== Segment start ==

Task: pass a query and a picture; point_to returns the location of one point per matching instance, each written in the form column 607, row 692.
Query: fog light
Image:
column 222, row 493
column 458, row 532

== Segment end ==

Copy the material above, line for line.

Task: pass a query and a picture; point_to returns the location of one point per matching instance, each written in the form column 607, row 692.
Query: fog light
Image:
column 222, row 493
column 458, row 532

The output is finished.